# [EXERCISE TASK]
Transcribe the whole listing below without changing a word, but leave out every image.

# [Collected data entries]
* * * * *

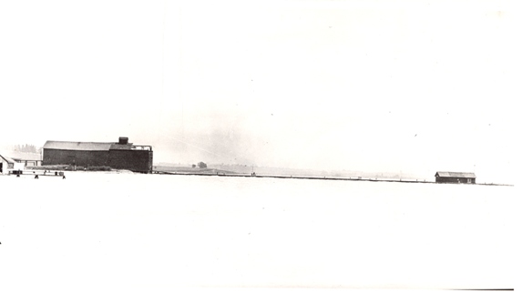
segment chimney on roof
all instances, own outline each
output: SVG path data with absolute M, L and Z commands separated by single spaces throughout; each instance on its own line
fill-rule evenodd
M 127 145 L 127 144 L 128 144 L 128 137 L 119 136 L 119 142 L 118 142 L 118 145 Z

* * * * *

# [SOLUTION TO THIS PROBLEM]
segment chimney on roof
all instances, own outline each
output: SVG path data with absolute M, L and Z commands separated by single spaces throughout; each instance on its own line
fill-rule evenodd
M 127 145 L 127 144 L 128 144 L 128 137 L 119 136 L 119 142 L 118 142 L 118 145 Z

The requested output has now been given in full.